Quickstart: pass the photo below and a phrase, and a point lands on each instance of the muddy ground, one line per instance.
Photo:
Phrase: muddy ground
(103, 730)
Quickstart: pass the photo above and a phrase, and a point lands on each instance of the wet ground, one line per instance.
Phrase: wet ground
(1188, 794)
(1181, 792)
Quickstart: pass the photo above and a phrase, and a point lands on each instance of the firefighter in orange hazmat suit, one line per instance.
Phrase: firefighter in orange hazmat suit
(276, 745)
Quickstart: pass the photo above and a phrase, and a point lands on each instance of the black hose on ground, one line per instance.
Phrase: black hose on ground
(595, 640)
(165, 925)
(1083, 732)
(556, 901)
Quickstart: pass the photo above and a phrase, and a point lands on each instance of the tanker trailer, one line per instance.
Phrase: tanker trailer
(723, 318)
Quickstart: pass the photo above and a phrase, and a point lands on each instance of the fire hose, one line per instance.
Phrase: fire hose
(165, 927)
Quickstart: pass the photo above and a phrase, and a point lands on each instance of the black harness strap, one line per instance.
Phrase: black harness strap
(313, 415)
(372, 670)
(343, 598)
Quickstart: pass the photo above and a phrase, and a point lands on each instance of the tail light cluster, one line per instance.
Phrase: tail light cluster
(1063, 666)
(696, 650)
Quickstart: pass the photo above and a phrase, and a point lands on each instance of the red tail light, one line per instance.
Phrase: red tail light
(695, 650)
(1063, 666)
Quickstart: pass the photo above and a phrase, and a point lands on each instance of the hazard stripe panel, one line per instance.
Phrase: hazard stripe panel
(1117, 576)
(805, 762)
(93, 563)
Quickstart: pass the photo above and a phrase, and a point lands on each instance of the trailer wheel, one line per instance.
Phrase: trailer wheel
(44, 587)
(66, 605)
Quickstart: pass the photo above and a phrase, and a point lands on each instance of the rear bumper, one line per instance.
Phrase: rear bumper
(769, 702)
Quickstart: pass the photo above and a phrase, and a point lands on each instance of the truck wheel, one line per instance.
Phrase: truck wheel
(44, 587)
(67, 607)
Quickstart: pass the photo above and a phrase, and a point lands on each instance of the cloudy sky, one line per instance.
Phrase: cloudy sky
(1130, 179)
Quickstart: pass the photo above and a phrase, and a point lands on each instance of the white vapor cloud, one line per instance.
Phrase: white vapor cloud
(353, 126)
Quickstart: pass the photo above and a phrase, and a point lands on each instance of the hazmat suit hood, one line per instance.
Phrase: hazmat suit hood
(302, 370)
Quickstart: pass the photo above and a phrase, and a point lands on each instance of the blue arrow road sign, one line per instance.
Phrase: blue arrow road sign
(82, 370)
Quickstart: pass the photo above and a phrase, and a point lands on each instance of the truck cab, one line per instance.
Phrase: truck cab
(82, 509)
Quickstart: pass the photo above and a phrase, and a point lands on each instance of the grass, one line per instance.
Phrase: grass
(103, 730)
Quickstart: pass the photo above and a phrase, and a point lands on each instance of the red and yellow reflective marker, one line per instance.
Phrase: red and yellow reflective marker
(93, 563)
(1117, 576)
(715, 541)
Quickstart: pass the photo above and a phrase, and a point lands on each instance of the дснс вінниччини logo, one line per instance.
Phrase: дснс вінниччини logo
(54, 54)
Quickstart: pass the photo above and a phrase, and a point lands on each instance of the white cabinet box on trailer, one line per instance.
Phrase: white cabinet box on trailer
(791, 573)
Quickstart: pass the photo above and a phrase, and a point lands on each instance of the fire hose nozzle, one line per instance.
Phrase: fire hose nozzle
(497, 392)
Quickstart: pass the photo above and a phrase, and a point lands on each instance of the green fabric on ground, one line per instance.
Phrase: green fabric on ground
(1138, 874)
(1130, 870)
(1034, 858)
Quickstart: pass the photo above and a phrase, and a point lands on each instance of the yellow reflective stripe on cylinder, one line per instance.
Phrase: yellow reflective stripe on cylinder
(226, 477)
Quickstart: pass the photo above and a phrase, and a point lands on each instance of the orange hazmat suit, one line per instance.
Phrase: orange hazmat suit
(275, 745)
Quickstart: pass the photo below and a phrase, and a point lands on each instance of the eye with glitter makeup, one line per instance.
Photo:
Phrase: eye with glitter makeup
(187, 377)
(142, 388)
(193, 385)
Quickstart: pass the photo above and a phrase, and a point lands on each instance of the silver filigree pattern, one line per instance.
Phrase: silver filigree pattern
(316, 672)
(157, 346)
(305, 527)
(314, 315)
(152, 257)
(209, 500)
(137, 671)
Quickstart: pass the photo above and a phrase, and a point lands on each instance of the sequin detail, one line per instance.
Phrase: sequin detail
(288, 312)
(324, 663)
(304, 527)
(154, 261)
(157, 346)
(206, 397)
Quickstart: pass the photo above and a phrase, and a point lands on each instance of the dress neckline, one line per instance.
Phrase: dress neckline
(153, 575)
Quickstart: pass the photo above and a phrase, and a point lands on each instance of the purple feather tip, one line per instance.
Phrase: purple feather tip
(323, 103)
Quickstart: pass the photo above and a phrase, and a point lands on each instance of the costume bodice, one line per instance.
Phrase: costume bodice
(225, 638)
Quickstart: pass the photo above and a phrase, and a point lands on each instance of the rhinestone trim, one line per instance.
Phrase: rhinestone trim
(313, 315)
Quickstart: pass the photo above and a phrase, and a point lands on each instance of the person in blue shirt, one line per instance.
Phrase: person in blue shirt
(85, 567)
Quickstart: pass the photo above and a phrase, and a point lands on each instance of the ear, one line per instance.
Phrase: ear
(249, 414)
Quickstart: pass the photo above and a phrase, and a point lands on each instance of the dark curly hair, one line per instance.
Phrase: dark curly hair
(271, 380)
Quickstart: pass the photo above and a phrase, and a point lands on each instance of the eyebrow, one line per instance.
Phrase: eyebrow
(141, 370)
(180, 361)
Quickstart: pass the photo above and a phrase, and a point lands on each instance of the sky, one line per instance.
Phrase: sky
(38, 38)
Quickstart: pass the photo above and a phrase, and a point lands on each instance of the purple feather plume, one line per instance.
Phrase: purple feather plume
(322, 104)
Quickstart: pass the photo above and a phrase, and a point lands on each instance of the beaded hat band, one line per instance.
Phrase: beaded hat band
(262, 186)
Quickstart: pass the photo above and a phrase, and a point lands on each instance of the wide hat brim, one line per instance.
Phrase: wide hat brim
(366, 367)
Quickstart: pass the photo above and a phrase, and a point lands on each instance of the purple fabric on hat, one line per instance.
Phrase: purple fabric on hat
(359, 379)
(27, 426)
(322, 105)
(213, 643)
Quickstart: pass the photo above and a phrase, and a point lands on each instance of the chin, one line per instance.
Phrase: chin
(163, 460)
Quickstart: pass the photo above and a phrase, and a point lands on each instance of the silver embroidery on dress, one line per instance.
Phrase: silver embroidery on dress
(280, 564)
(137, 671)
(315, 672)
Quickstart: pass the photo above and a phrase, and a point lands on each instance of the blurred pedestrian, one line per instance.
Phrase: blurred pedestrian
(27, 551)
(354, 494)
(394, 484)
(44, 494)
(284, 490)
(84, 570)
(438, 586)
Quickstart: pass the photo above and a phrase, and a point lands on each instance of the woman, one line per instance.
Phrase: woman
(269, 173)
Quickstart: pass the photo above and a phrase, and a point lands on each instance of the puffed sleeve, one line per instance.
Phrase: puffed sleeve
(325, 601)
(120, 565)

- - -

## What you should do
Give an exact repetition of all the material.

## Complete response
Quickstart: pass the photo below and a phrase, and a point lands on each instance of the muddy ground, one line per instance.
Photo:
Phrase: muddy ground
(103, 730)
Quickstart: pass the photo above and a phrase, and a point lands on each instance of the wet ground, one line per instance.
Phrase: wet ground
(1188, 794)
(1181, 792)
Quickstart: pass the photo above and a phrase, and a point lands on each instance of the firefighter in orange hazmat suit, one line per instance.
Phrase: firefighter in orange hazmat suit
(276, 745)
Quickstart: pass the photo above and a phrase, and a point lands on each instance of the black hose on ground, one line per instance.
Phrase: black hose on ground
(595, 640)
(165, 925)
(1083, 732)
(556, 901)
Quickstart: pass the photo above and a phrase, and a point lands on each instance of the tanker trailer, one line per instance.
Phrase: tanker trailer
(723, 318)
Quickstart: pass the photo above and a phrase, and a point lands on each instance of the fire hose, one line per instance.
Phrase: fire hose
(165, 927)
Quickstart: pass the photo above and a phrase, and a point lands on each instance of the black harness strap, one line per instance.
Phrase: black harness strap
(313, 415)
(372, 670)
(343, 598)
Quickstart: pass the photo above and a phrase, and a point lands on each instance of the tail light cluster, one line per instance.
Phrase: tail light cluster
(1063, 666)
(696, 650)
Quickstart: pass the photo above and a phrase, and a point lands on each instance of the red tail light, one line per instance.
Phrase: red tail light
(695, 650)
(1063, 666)
Quickstart: pass the photo above and a phrase, and a point lands on each instance of the hazard stripe panel, one line per instance.
Phrase: hazard stripe panel
(1117, 576)
(805, 762)
(93, 563)
Quickstart: pass the photo above and a phrase, and a point lands on each instance of the trailer wheel, one line per instance.
Phrase: trailer wheel
(44, 587)
(66, 605)
Quickstart: pass the photo above and a phrase, and a point lands on each instance of the rear bumper, one line per instance.
Phrase: rear bumper
(769, 702)
Quickstart: pass the photo above and a phrase, and a point lands on each instance of the truck wheel, one line per instance.
Phrase: truck wheel
(44, 587)
(67, 607)
Quickstart: pass the photo above and a phrase, and a point lands on each instance of the cloudy sky, one line per instance.
Phrase: cloudy sky
(1130, 179)
Quickstart: pass the photo above and a phrase, and a point lands on each instance of the white vapor cloud, one line per instance.
Phrase: white vapor cloud
(353, 126)
Quickstart: pass the photo above and a phrase, and a point lands on each instance of the hazmat suit hood, one line per instance.
Phrase: hazmat suit hood
(302, 370)
Quickstart: pass the photo above and a phrase, and a point lands on each instance of the blue arrow road sign, one line per instance.
Phrase: blue arrow road sign
(82, 370)
Quickstart: pass the photo above and a phrase, and a point lands on each instance of the truck cab, one line per instance.
Phrase: truck cab
(82, 509)
Quickstart: pass the photo above and a phrase, and a point lands on each instance of the grass, one line per instance.
Phrase: grass
(103, 730)
Quickstart: pass the photo above and a phrase, and a point lands on each instance of the red and yellow reflective marker, one line per instance.
Phrase: red and yellow reflective marker
(93, 563)
(1117, 576)
(715, 541)
Quickstart: pass the photo above and a phrase, and a point lands on each instance of the дснс вінниччини logo, one line per instance.
Phrase: дснс вінниччини logo
(54, 54)
Quickstart: pass the photo above and a phrase, and a point lands on each instance of the white cabinet box on trailer, one line per instance.
Phrase: white cabinet box on trailer
(791, 573)
Quickstart: pass the photo above and a phrase, and a point lands on each instance of the fire hose nozzle, one line per instance.
Phrase: fire hose nozzle
(497, 392)
Quickstart: pass the photo above and a phrase, and a point lands on each instance of the green fabric on ground, one line per instance.
Phrase: green fabric on ground
(1138, 874)
(1130, 870)
(1034, 858)
Quickstart: pass the photo above and a phrase, and a point lands on each instance of the yellow reflective stripe on cylinder, one line per instance.
Phrase: yellow reflective stripe on cylinder
(226, 477)
Quickstart: pass the photo above and a phrase, and a point lands on each instance of the orange hazmat suit, one line per instance.
Phrase: orange hazmat suit
(275, 745)
Quickstart: pass the photo below and a phrase, and a point lands on each instance of the eye with glitter makeup, one line per instance.
Photo:
Phrase: eye with glitter makeup
(187, 377)
(142, 388)
(193, 385)
Quickstart: pass the photo above and a phrase, and a point lands on each instance of the silver filigree pattern, one line per instance.
Phrase: silver filigree pattern
(316, 672)
(157, 346)
(305, 527)
(314, 315)
(152, 257)
(209, 500)
(137, 671)
Quickstart: pass the photo above and a phrase, and a point lands on each instance of the sequin detail, one line per instance.
Phrase: sequin detail
(288, 312)
(324, 663)
(304, 527)
(154, 261)
(157, 346)
(206, 397)
Quickstart: pass the photo above and a phrase, and a point lands on each instance of the dress neckline, one line per instance.
Phrase: dress neckline
(153, 575)
Quickstart: pass the photo above and a phrase, and a point lands on each instance of the purple feather tip, one line per instance.
Phrase: purple feather tip
(323, 103)
Quickstart: pass the photo above and a phrase, and a point lands on each instance of the costume bodice, one line per instance.
Phrase: costume bodice
(225, 638)
Quickstart: pass the photo above and a phrase, and a point lands on each instance of the rhinestone trim, one line per instance.
Phrase: rhinestone trim
(313, 315)
Quickstart: pass the photo above and a phrase, and a point lands on each instance of the person in blue shirt, one line per instance.
Phrase: person in blue shirt
(85, 567)
Quickstart: pass the photo above and a phrase, and a point lands on each instance of the ear, one line per instance.
Phrase: ear
(249, 414)
Quickstart: pass the photo above and a phrase, and a point lands on each instance of the dark curly hair, one line per instance.
Phrase: dark curly hair
(271, 380)
Quickstart: pass the photo above and a phrase, and a point lands on each instance of the eyebrow, one line per instance.
Phrase: eyebrow
(141, 370)
(180, 361)
Quickstart: pass the photo above and a phrase, and a point lands on each instance of the sky, one line per instance.
Phrase: sky
(38, 38)
Quickstart: pass the photo above and a phrase, and a point lands on each instance of the purple feather plume, one line per instance.
Phrase: purple feather plume
(322, 104)
Quickstart: pass the photo above and a phrase, and a point lands on each instance of the beaded hat band, one line per instance.
Phrase: beaded hat band
(262, 186)
Quickstart: pass the photo above and a phrase, and a point lands on each instance of the wide hat brim, one line per instance.
Phrase: wide hat brim
(366, 367)
Quickstart: pass the photo above and a phrase, and a point lands on each instance of the purple fabric on hat, one line per instance.
Phrase: purple fabric on hat
(359, 379)
(27, 426)
(322, 105)
(213, 643)
Quickstart: pass the photo above and a phrase, and a point lands on each instance of the chin, one line per instance.
Phrase: chin
(163, 460)
Quickstart: pass the photo above and a phrase, and a point lands on each instance of the silver embroidery on dress, one line per instance.
Phrase: silver embroidery on dress
(280, 564)
(137, 671)
(315, 672)
Quickstart: pass the photo above and a phrase, and a point lands on each instance of the blurred pedestrian, one line per instance.
Phrase: blurred pedestrian
(27, 551)
(354, 494)
(394, 484)
(44, 494)
(284, 490)
(84, 570)
(438, 586)
Quickstart: pass the photo above and a phrase, and a point lands on each instance of the woman, one line per instance.
Phrase: woman
(269, 173)
Quickstart: pass the photo above and a phrase, and a point lands on each instance of the puffed sleeve, one line per instance.
Phrase: puffed sleeve
(325, 601)
(120, 565)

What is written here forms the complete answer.